>> start Input for this task

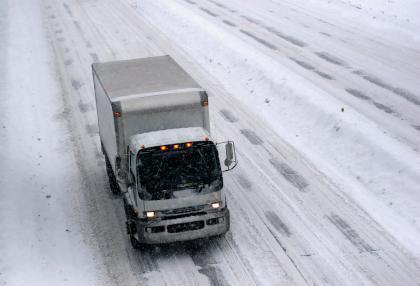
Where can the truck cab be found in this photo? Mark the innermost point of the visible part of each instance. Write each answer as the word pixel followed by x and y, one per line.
pixel 154 127
pixel 175 187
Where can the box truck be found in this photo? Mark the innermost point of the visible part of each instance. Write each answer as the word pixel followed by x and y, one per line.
pixel 154 128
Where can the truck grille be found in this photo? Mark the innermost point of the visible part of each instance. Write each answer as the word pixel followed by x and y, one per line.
pixel 188 226
pixel 183 210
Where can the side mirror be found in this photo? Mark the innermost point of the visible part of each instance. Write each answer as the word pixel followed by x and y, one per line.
pixel 230 160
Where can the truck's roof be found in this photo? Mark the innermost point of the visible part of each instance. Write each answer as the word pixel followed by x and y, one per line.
pixel 142 76
pixel 167 137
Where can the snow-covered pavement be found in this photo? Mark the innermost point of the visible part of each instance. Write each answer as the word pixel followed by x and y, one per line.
pixel 324 114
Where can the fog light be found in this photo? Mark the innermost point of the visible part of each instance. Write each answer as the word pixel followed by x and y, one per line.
pixel 150 214
pixel 215 205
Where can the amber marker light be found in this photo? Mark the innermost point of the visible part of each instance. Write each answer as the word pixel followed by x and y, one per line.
pixel 150 214
pixel 215 205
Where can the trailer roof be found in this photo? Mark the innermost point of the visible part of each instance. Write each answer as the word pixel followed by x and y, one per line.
pixel 142 76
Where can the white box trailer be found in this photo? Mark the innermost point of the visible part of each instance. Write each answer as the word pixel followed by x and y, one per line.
pixel 154 127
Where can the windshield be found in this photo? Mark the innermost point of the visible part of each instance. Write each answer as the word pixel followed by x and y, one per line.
pixel 186 171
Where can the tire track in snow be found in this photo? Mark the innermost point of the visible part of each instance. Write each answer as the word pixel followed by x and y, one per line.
pixel 358 94
pixel 278 224
pixel 309 67
pixel 228 115
pixel 209 12
pixel 409 96
pixel 290 175
pixel 331 59
pixel 260 40
pixel 350 233
pixel 252 136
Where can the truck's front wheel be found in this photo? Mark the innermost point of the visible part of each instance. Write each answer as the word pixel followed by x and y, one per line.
pixel 131 227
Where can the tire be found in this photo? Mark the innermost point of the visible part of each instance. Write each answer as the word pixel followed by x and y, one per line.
pixel 135 243
pixel 131 227
pixel 115 189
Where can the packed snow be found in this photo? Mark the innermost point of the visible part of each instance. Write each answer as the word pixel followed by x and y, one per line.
pixel 321 98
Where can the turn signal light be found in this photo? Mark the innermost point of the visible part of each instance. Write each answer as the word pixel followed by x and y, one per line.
pixel 150 214
pixel 215 205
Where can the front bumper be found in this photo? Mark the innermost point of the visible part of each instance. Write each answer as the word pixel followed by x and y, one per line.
pixel 186 228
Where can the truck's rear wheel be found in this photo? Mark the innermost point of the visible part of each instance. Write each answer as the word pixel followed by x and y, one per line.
pixel 115 189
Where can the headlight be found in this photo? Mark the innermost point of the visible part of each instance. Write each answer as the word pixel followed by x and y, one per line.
pixel 150 214
pixel 215 205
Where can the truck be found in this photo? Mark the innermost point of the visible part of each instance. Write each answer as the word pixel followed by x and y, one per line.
pixel 160 157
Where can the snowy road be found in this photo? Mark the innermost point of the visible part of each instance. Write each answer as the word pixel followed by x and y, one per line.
pixel 310 198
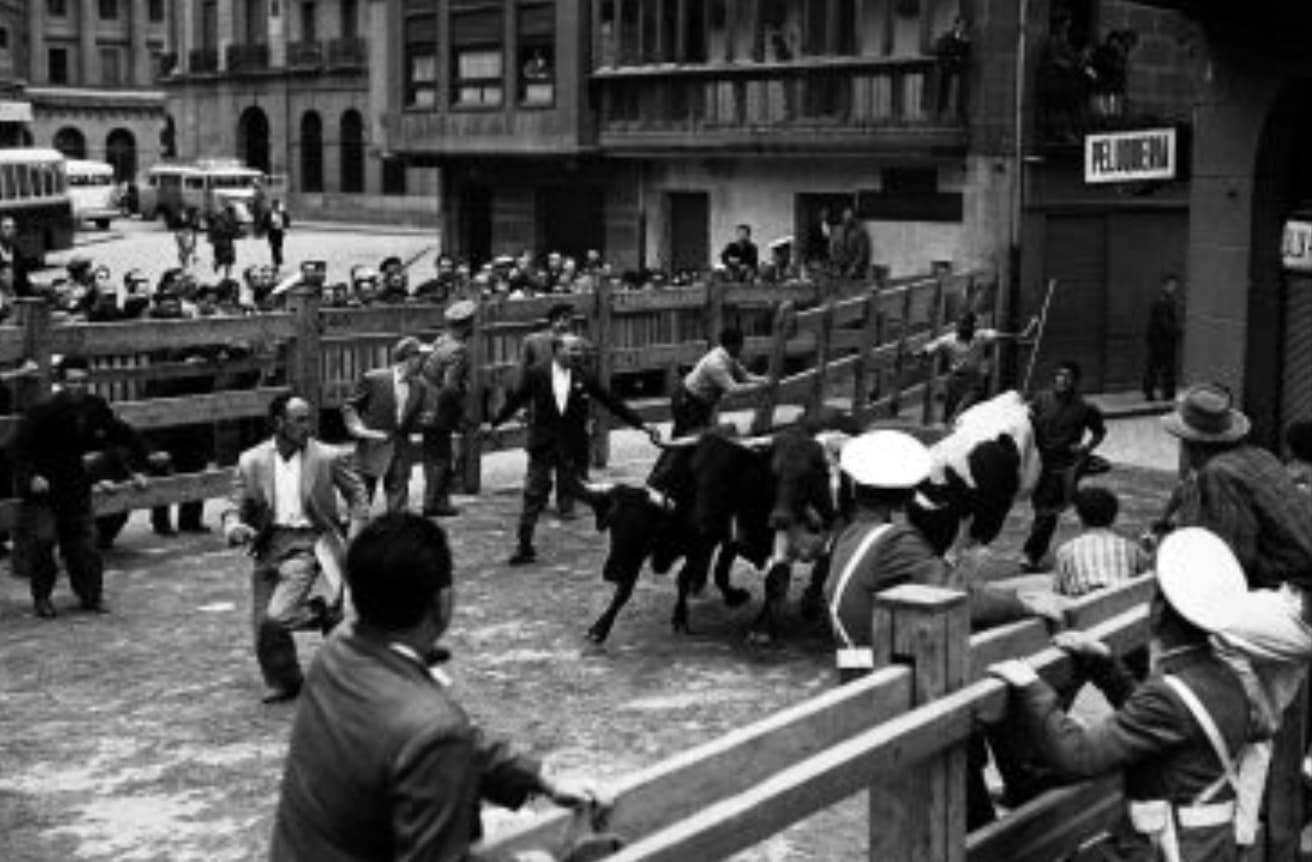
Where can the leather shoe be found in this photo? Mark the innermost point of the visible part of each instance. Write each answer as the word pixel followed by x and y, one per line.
pixel 280 694
pixel 524 556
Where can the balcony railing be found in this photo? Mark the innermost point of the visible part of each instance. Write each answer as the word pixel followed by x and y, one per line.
pixel 348 53
pixel 247 58
pixel 204 61
pixel 824 102
pixel 305 54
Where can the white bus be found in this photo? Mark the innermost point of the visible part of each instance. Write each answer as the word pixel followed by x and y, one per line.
pixel 92 190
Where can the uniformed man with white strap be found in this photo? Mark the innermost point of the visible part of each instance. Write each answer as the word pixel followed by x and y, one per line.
pixel 1177 735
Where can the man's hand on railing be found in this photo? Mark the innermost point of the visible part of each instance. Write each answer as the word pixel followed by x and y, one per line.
pixel 1014 672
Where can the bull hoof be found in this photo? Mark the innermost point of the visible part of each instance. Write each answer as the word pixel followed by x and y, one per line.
pixel 735 596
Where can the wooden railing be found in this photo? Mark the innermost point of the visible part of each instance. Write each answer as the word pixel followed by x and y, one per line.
pixel 850 350
pixel 898 734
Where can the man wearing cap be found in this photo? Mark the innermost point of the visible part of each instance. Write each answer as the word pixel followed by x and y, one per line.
pixel 381 415
pixel 1177 735
pixel 1067 429
pixel 560 396
pixel 446 379
pixel 883 549
pixel 1244 495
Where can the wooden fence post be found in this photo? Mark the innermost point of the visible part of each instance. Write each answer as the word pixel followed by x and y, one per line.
pixel 33 316
pixel 305 368
pixel 900 360
pixel 783 327
pixel 605 331
pixel 920 815
pixel 936 323
pixel 871 335
pixel 823 339
pixel 470 469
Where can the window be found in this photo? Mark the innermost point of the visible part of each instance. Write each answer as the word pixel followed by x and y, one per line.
pixel 110 67
pixel 308 21
pixel 476 55
pixel 57 68
pixel 420 54
pixel 537 54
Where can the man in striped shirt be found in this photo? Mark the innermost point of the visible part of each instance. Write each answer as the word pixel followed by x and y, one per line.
pixel 1098 556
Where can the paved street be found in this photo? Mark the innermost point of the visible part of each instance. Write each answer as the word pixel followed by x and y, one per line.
pixel 150 247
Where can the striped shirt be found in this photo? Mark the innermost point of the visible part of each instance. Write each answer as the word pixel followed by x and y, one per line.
pixel 1094 559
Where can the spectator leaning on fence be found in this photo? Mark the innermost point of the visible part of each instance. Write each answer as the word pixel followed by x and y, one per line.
pixel 1098 556
pixel 383 762
pixel 715 375
pixel 284 507
pixel 1176 736
pixel 49 461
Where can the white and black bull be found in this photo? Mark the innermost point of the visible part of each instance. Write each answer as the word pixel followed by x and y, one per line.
pixel 766 500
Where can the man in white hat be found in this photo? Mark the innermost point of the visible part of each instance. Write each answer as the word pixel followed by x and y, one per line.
pixel 446 377
pixel 882 549
pixel 1177 735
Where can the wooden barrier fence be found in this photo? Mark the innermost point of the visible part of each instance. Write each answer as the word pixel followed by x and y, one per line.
pixel 845 343
pixel 898 734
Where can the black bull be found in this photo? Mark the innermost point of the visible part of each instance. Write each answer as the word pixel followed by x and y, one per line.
pixel 717 495
pixel 720 495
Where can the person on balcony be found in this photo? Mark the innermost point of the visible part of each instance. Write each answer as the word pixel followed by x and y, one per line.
pixel 740 257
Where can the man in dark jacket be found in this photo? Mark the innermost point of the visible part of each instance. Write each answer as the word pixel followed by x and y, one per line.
pixel 49 449
pixel 1163 341
pixel 558 396
pixel 383 762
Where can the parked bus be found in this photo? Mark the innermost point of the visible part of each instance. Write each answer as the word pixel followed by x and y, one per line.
pixel 205 186
pixel 34 190
pixel 92 190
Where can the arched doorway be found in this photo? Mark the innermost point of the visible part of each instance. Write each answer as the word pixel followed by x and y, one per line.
pixel 1278 370
pixel 71 142
pixel 311 152
pixel 253 138
pixel 352 152
pixel 121 152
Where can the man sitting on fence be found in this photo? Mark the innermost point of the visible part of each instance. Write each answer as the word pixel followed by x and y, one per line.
pixel 715 375
pixel 1177 735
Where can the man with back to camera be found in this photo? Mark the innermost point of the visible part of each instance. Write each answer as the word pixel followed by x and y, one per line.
pixel 383 762
pixel 284 505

>> end Input for this task

▶ **What you need to do**
Please return all of the lines above word for word, leaving out the pictures.

▶ **The reply**
Where can the truck cab be found in this photo? Mark the innermost point of the visible part of each instance. Write each answer as the word pixel followed by x and y, one per line.
pixel 154 127
pixel 175 187
Where can the box truck be found in this photo? Mark the innermost point of the visible part of each instance. Write each answer as the word pixel followed by x and y, one per line.
pixel 154 128
Where can the truck grille be found in this photo? Mark the innermost point of the visible part of each instance. Write each answer as the word pixel followed by x and y, one per line.
pixel 188 226
pixel 183 210
Where can the side mirror be found in this photo? Mark the innermost point of the visible part of each instance. Write each answer as the word pixel followed by x and y, one per line.
pixel 230 160
Where can the truck's roof be found in this photo? Mark the innermost point of the visible part of each instance. Write each answer as the word pixel followed by x and y, one per line.
pixel 142 76
pixel 167 137
Where can the snow-covered pavement be found in this photo? Mark the innermost point of the visible part of each instance. Write each answer as the word pixel followed by x and y, one per line.
pixel 324 114
Where can the fog light be found in this photo? Mark the innermost point of the visible part of each instance. Write each answer as the word pixel followed by x and y, one per line.
pixel 150 214
pixel 215 205
Where can the amber marker light be found in this photo? Mark the innermost point of the visible part of each instance. Write each answer as the word pixel followed by x and y, one per line.
pixel 150 214
pixel 215 205
Where can the trailer roof be found in this photo? Mark the innermost point of the visible part of each instance. Write each answer as the word pixel followed by x and y, one per line.
pixel 142 76
Where can the white box trailer be found in this photo? Mark the innermost point of the visible part of each instance. Write each answer as the word pixel followed by x and y, one per line.
pixel 154 127
Where can the windshield be found in this photo? Mark the innermost point of the visible part of each instance. Write each answer as the word pixel followed by x and y, one per line.
pixel 186 171
Where can the tire track in snow be found in this photo? Mark the innermost point of the visible part of each instance. Write each answer as the word pixel followed by x and y, one per line.
pixel 358 94
pixel 278 224
pixel 309 67
pixel 228 115
pixel 209 12
pixel 409 96
pixel 290 175
pixel 331 59
pixel 260 40
pixel 350 233
pixel 252 136
Where can the truck's front wheel be found in this photo? Mark the innermost point of the visible part of each instance. Write each answer as the word pixel followed by x and y, one per line.
pixel 131 227
Where can the tire be found in this photo? Mark the innermost point of the visible part of each instance. Write each answer as the word pixel followed by x and y, one per line.
pixel 135 243
pixel 131 227
pixel 115 189
Where can the packed snow be found in this photo? Mark the innermost point of the visible part of each instance. Write each answer as the word pixel followed by x and y, one per line.
pixel 321 98
Where can the turn signal light be found in this photo? Mark the innermost point of the visible part of each instance. Write each answer as the word pixel followed by x and y, one per line.
pixel 150 214
pixel 215 205
Where can the front bumper be found in this photo? Mark the innermost point of the visible part of each instance. Write each answer as the word pixel followed by x and y, one per line.
pixel 186 228
Where can the truck's rear wheel be found in this photo? Mark the innermost point of the visible part of each instance. Write each answer as the word pixel followed by x and y, one per line.
pixel 115 189
Where can the headlight be found in this photo? Mark the innermost point of the visible part of each instance. Write each answer as the word pixel followed by x and y, one per line.
pixel 150 214
pixel 215 205
Where can the truck be found in this photo? Mark the innermost point of the visible part of each instance. Write each answer as the word pixel followed by x and y, one per line.
pixel 160 157
Where can the snowy road be found in this photo? Mark the innermost point of the visible part of each instance. Write each answer as the word pixel followed by x and y, one per line.
pixel 310 198
Where can the leather shoe be found in this photo? Mark the innermost point of the visible part of each instance. Write each answer as the word pixel followed by x and y, one per line.
pixel 280 694
pixel 524 556
Where can the balcony railing be found in this photo? Mark the innermost point of the visible part of each instance. Write each answer as the word pixel followed by x and y, one per line.
pixel 348 53
pixel 247 58
pixel 204 61
pixel 824 102
pixel 305 54
Where can the white bus be found in this photo? Mark the innermost point of the visible part of each instance. Write each answer as the word pixel followed by x and y, one per line.
pixel 92 190
Where can the uniformed man with white strap be found in this photo? Mark the innermost point of the visible part of each instance. Write each answer as the word pixel followed by x and y, one per line.
pixel 1177 735
Where can the man's hand on railing be found in this photo? Mark the innermost point of the visible part of each instance. Write each answer as the word pixel followed by x and y, one per line.
pixel 1014 672
Where can the bull hoof be found in this photo? Mark the innermost point of the visible part of each instance. Write each answer as the word pixel followed by x and y, one per line.
pixel 735 596
Where can the wooden railing be found in this photo? Mark the innermost point of the visible part of each instance. Write each answer as the word pixel followed by x and y, one per line.
pixel 850 350
pixel 898 734
Where can the man wearing cap be found in this photo? Mark the innermost point of the visible part of each instance. Write each answer as the word pixel followed by x and y, one per line.
pixel 381 415
pixel 1177 735
pixel 1067 429
pixel 560 396
pixel 446 379
pixel 883 549
pixel 1244 495
Where can the wooden fence post be found in this photo? Mark the innermost point of the visible part of each instance. Write each answer as the word pixel followed by x and y, one per line.
pixel 33 316
pixel 305 368
pixel 900 360
pixel 783 327
pixel 605 331
pixel 920 815
pixel 936 323
pixel 871 335
pixel 823 339
pixel 470 469
Where can the window be found in this photo? Mark the innermost point of the visible part of each instance. Write each answer as the word pixel followed by x and y, one per line.
pixel 110 67
pixel 308 21
pixel 476 55
pixel 57 68
pixel 420 54
pixel 537 54
Where can the man in striped shirt be found in this photo? Mark the innermost point of the visible part of each instance. Write each answer as the word pixel followed by x and y, one per line.
pixel 1098 556
Where can the paved street be found in this photo? Mark the innermost point of the visible part of each instance. Write each answer as the word pixel followed by x and y, one per line.
pixel 150 247
Where can the striped shirt be found in this photo? Mark the innermost point of the visible part of each instance. Write each answer as the word pixel followed by x and y, one per line.
pixel 1094 559
Where can the spectator leaning on fence be found in this photo? Mark the innermost point of the visible part of each instance. Write each answer as the word pixel followed by x and y, one per line.
pixel 1098 556
pixel 383 762
pixel 715 375
pixel 284 507
pixel 1176 736
pixel 49 461
Where can the white and black bull be found in this photo? Mark the innermost point of the visible part of each instance. Write each answer as the word pixel followed by x and y, one per line.
pixel 766 500
Where can the man in white hat be found in this photo? Mark the innermost point of the visible part of each instance. Write each answer as the word pixel followed by x and y, one per line.
pixel 446 377
pixel 882 549
pixel 1177 735
Where can the wooden barrier fence be found in this photo? Mark the innermost point of the visible part of each instance. Write each answer as the word pixel followed by x and y, one per line.
pixel 845 343
pixel 898 734
Where can the black bull be found in this photo? Mark the innermost point of the visible part of each instance. Write each answer as the word pixel followed by x and y, one per line.
pixel 717 495
pixel 720 495
Where can the person on balcony be found in this photo? Mark the innermost point of the visible part of each instance. Write each answer as the word pixel followed by x and y, one per line.
pixel 740 257
Where can the man in dark jacket be found in this photo? Mark the innermost point of the visible part of each instance. Write each answer as the word pixel followed by x and y, one per line.
pixel 49 449
pixel 1163 341
pixel 558 396
pixel 383 762
Where can the parked bus be found in this photo? Mark the innermost point of the visible part of each instance. Write each answer as the word pixel followed by x and y, one per line.
pixel 205 186
pixel 34 190
pixel 92 190
Where can the arched doorway be found in this photo? Mark the innermost point of the visible part of each instance. Write each answer as the word pixel followed by x and y, one per line.
pixel 1278 370
pixel 71 142
pixel 311 152
pixel 253 138
pixel 352 152
pixel 121 152
Where can the man sitting on fence be found in this photo? Mark the innermost point of the visible part of each instance. Write each answer as the word pixel followed by x and y, one per line.
pixel 715 375
pixel 1177 735
Where can the man with back to camera be found in this photo? Mark the innermost point of the visible part of each instance. Write each answer as the word pixel followed by x and y, one per line.
pixel 383 762
pixel 284 505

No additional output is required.